What is being asked.
Could you set out every one of the items below as a numbered list, skipping any blank lines?

Records provided.
+ + + +

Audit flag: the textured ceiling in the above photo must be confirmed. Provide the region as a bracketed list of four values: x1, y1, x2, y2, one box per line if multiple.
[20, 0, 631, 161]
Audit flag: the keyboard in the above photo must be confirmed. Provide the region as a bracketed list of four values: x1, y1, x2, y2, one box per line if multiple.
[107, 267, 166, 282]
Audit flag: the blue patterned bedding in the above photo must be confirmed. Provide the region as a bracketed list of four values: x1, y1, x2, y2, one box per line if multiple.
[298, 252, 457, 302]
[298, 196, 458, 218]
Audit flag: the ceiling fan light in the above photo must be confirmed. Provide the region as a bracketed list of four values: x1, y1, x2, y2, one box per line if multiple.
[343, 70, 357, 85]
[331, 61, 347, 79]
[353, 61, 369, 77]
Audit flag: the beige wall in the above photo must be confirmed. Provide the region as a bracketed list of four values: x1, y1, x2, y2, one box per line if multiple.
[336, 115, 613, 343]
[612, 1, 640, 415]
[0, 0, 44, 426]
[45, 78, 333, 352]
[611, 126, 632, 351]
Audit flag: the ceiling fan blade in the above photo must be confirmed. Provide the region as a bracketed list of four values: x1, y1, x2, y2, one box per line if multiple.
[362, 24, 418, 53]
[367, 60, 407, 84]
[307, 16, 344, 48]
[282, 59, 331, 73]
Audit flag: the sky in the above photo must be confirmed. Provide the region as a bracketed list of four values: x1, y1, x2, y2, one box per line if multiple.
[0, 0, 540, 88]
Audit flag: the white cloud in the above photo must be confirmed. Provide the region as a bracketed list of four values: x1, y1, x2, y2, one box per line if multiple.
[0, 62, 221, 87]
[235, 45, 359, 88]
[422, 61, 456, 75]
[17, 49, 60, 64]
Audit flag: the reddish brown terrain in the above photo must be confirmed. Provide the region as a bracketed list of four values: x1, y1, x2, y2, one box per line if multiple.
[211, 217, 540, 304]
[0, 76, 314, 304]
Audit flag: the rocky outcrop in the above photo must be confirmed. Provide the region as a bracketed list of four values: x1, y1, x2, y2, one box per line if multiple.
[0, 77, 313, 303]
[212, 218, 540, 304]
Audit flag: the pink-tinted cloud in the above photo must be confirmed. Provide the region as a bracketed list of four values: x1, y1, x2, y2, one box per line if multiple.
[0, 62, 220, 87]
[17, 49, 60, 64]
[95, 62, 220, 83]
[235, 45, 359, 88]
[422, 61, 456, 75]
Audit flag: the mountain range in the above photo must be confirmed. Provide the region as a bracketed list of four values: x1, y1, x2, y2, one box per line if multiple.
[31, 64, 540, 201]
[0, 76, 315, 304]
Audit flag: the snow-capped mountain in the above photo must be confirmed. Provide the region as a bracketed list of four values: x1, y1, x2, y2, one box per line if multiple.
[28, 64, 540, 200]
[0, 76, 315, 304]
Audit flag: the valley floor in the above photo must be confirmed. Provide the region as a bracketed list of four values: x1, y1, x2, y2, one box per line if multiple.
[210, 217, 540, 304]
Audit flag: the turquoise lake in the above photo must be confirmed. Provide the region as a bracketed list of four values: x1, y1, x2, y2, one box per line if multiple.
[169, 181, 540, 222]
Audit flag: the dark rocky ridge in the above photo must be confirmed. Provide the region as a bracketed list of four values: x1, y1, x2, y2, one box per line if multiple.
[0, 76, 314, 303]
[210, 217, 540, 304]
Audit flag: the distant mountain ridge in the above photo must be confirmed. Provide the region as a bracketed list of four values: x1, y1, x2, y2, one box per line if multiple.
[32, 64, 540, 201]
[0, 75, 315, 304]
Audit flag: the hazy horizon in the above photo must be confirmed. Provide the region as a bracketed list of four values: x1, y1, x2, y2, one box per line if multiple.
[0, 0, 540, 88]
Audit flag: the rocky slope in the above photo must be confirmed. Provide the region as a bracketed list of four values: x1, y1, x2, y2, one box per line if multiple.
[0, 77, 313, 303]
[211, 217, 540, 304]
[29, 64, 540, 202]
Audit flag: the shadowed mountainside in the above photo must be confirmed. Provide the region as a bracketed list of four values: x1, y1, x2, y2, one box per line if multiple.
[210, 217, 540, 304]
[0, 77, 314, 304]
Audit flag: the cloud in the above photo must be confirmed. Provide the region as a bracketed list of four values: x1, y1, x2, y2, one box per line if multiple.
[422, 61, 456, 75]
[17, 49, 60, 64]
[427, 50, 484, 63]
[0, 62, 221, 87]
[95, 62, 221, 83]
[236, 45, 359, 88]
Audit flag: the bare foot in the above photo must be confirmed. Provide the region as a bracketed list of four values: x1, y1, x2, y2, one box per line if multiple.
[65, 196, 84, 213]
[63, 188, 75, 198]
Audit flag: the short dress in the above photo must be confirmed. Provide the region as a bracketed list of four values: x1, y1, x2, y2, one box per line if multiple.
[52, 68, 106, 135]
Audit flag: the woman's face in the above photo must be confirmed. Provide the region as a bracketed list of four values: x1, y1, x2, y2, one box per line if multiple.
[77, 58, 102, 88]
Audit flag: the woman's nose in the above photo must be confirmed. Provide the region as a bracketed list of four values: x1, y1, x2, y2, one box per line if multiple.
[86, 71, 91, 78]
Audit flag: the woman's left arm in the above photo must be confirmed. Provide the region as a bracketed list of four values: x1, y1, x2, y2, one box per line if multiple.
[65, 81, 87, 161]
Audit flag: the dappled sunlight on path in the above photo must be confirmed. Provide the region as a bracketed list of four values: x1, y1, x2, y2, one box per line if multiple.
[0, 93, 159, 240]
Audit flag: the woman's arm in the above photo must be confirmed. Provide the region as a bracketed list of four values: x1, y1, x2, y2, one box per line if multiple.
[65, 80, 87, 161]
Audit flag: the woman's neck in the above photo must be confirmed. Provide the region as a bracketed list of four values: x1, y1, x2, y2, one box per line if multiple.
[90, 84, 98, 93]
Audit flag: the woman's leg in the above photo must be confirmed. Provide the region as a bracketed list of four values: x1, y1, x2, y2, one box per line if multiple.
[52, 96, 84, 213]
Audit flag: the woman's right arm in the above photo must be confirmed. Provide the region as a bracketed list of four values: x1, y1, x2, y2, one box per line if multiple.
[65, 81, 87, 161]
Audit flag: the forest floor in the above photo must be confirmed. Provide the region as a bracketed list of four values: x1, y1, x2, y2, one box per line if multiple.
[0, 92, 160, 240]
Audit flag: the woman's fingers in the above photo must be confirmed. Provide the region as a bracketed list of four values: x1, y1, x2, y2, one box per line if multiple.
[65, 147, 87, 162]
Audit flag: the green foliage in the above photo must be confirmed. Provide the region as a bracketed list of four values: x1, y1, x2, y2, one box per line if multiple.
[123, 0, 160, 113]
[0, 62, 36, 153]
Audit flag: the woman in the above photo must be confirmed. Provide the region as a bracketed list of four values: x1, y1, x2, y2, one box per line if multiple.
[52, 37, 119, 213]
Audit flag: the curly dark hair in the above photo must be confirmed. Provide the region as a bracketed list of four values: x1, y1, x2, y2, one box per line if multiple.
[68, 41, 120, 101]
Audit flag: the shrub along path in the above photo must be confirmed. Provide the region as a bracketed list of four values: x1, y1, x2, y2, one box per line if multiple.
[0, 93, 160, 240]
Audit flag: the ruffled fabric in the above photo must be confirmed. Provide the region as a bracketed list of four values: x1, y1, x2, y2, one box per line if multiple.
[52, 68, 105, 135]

+ + + +

Response.
1. Audit flag: the textured ceiling in the above photo must be confirmed. Provide the region as a bracketed list of four values: x1, y1, x2, y2, one box per line if multiple.
2. [20, 0, 631, 161]
3. Audit flag: the keyboard in the above photo must be confirmed. Provide the region as a bracketed list of four values: x1, y1, x2, y2, one box per line if multiple.
4. [107, 267, 166, 282]
5. Audit flag: the blue patterned bedding in the above photo must be confirmed. Provide the region as a bracketed list of four values: x1, y1, x2, y2, one box per line if multiple.
6. [298, 252, 457, 302]
7. [298, 196, 458, 218]
8. Audit flag: the ceiling fan light in the above photo must be confirmed. Provide the region as a bracketed list of four values: x1, y1, x2, y2, one box per line if multiple.
9. [343, 70, 357, 85]
10. [331, 61, 347, 79]
11. [353, 61, 369, 77]
12. Audit flag: the beige wall in the above photo must be confirmed. Provide the region as a bracketed list of four values: x1, y1, x2, y2, one box per line if multiple.
13. [336, 115, 613, 343]
14. [612, 1, 640, 415]
15. [0, 0, 44, 426]
16. [45, 78, 333, 352]
17. [611, 126, 632, 351]
18. Audit flag: the ceiling fan blade in the above photo must be confirmed. Provide the region as a bracketed list of four values: x1, y1, x2, y2, one box per line if multiple.
19. [362, 24, 418, 53]
20. [367, 60, 407, 84]
21. [307, 16, 344, 48]
22. [282, 59, 331, 73]
23. Audit flag: the sky in the above photo must be confirmed. Provide the region as a bracketed list of four values: x1, y1, x2, y2, one box per line if multiple.
24. [0, 0, 540, 88]
25. Audit flag: the white cloud in the above photo must be confirmed. Provide the region as a bracketed list of four values: x1, y1, x2, y2, one box per line if multiple.
26. [0, 62, 221, 87]
27. [235, 45, 359, 88]
28. [422, 61, 456, 75]
29. [17, 49, 60, 64]
30. Audit flag: the reddish brown terrain in the above photo must be confirmed. Provide the region as a bracketed list of four values: x1, y1, x2, y2, one box per line if multiple.
31. [211, 217, 540, 304]
32. [0, 76, 314, 304]
33. Audit flag: the rocky outcrop in the above photo must be confirmed. Provide the region as a bracketed list of four values: x1, y1, x2, y2, one box per line if multiple.
34. [0, 77, 313, 303]
35. [212, 218, 540, 304]
36. Audit flag: the pink-tinted cloud in the above photo must be confirmed. Provide the region as a bracketed list of four values: x1, y1, x2, y2, one box per line if multiple.
37. [0, 62, 220, 87]
38. [17, 49, 60, 64]
39. [95, 62, 220, 83]
40. [235, 45, 359, 88]
41. [422, 61, 456, 75]
42. Audit flag: the mountain range in the above photo must be confirmed. Provide the region as a bracketed list of four values: x1, y1, x2, y2, one box per line if multiple.
43. [31, 64, 540, 201]
44. [0, 76, 315, 304]
45. Audit flag: the snow-capped mountain in the above photo must be confirmed. Provide the region as a bracketed list of four values: x1, y1, x2, y2, one box per line if multiple.
46. [28, 64, 540, 200]
47. [0, 76, 315, 304]
48. Audit flag: the valley floor in the above photo must be confirmed. Provide the region as a bracketed list of four values: x1, y1, x2, y2, one box per line if multiple.
49. [210, 217, 540, 304]
50. Audit flag: the turquoise lake in the above photo must be confirmed. Provide the region as a bracketed list of four values: x1, y1, x2, y2, one box per line if multiple.
51. [169, 181, 540, 222]
52. Audit flag: the dark rocky ridge in the above photo must be confirmed. Provide the region as a bracketed list of four values: x1, y1, x2, y2, one box per line if multiple.
53. [0, 76, 314, 303]
54. [210, 217, 540, 304]
55. Audit flag: the distant mountain ridge in the above photo must be confirmed. Provide the region as a bracketed list of four values: x1, y1, x2, y2, one box per line if multiple.
56. [32, 64, 540, 201]
57. [0, 75, 315, 304]
58. Audit flag: the hazy horizon in the above photo must be confirmed. Provide the region as a bracketed list of four values: x1, y1, x2, y2, one box per line if multiple.
59. [0, 0, 540, 88]
60. Audit flag: the rocky slope in the above photo must be confirmed. Provide the region as a bracketed list of four values: x1, y1, x2, y2, one box per line if multiple.
61. [0, 77, 313, 303]
62. [211, 217, 540, 304]
63. [29, 64, 540, 202]
64. Audit flag: the shadowed mountainside in the above photo must be confirmed. Provide the region as a bracketed list of four values: x1, y1, x2, y2, one box per line if multiple.
65. [210, 217, 540, 304]
66. [0, 77, 314, 304]
67. Audit flag: the cloud in the above photo must be confirmed. Provide the region as a bracketed list of four values: x1, y1, x2, y2, one box per line if multiple.
68. [422, 61, 456, 75]
69. [17, 49, 60, 64]
70. [427, 50, 484, 63]
71. [0, 62, 221, 87]
72. [95, 62, 221, 83]
73. [236, 45, 359, 88]
74. Audit flag: the bare foot in the above photo must be confirmed. Provide the region as a bracketed list of four values: x1, y1, x2, y2, one box per line if multiple.
75. [65, 196, 84, 213]
76. [63, 188, 75, 198]
77. Audit flag: the short dress in the above photo must be confirmed. Provide the region as a bracketed list of four values: x1, y1, x2, y2, one box per line if multiple.
78. [52, 68, 106, 135]
79. Audit flag: the woman's face in the above photo must be confirmed. Provide the region as a bracketed list of four values: x1, y1, x2, y2, one box per line if multiple.
80. [77, 58, 102, 88]
81. Audit flag: the woman's nose in the above photo must be confirmed. Provide the region as a bracketed list of four values: x1, y1, x2, y2, one box per line if multiple.
82. [86, 71, 91, 78]
83. Audit flag: the woman's left arm in the above photo must be confirmed. Provide the region as a bracketed list of four values: x1, y1, x2, y2, one box per line if multiple.
84. [65, 81, 87, 161]
85. Audit flag: the dappled sunlight on path in the above photo must be confirmed. Provide the region as a bracketed list of four values: x1, y1, x2, y2, one box per line if multiple.
86. [0, 93, 159, 240]
87. Audit flag: the woman's arm in the above photo must be confirmed. Provide the region as a bracketed list of four values: x1, y1, x2, y2, one box per line if multiple.
88. [65, 80, 87, 161]
89. Audit flag: the woman's neck in the above photo must be confirmed. Provide the region as a bracketed list of four values: x1, y1, x2, y2, one box per line if multiple.
90. [90, 84, 98, 93]
91. Audit flag: the woman's leg in the above photo must be confirmed. Provide the region as a bracketed list of four values: x1, y1, x2, y2, one box per line if multiple.
92. [52, 96, 84, 213]
93. Audit flag: the woman's right arm in the above photo must be confirmed. Provide the region as a bracketed list of four values: x1, y1, x2, y2, one box per line if multiple.
94. [65, 81, 87, 161]
95. Audit flag: the forest floor in the above photo must be confirmed. Provide the region as a bracketed list of four values: x1, y1, x2, y2, one box per line if multiple.
96. [0, 92, 160, 240]
97. Audit flag: the woman's fingers in the above photo must be confirmed. Provide the region as a bracketed list of four values: x1, y1, x2, y2, one box per line if multiple.
98. [65, 147, 87, 162]
99. Audit flag: the green foliage in the above photo must be confirmed. Provide the region as a bracketed list of four values: x1, y1, x2, y2, one box per line if multiple.
100. [123, 0, 160, 113]
101. [0, 62, 36, 153]
102. Audit flag: the woman in the above photo must be confirmed. Provide the region as a bracketed list of four values: x1, y1, x2, y2, one box per line if multiple.
103. [52, 37, 119, 213]
104. Audit flag: the curly dark hair in the above photo must be confirmed. Provide the region as a bracketed list of four values: x1, y1, x2, y2, one box per line if multiple.
105. [68, 41, 120, 101]
106. Audit flag: the shrub along path in the above photo must be confirmed. Provide the region as a bracketed list of four values: x1, y1, x2, y2, one box per line if multiple.
107. [0, 93, 160, 240]
108. Audit flag: the ruffled fabric in the above photo must be confirmed. Provide the region as a bracketed list of four values: x1, y1, x2, y2, one box per line if multiple.
109. [52, 68, 105, 135]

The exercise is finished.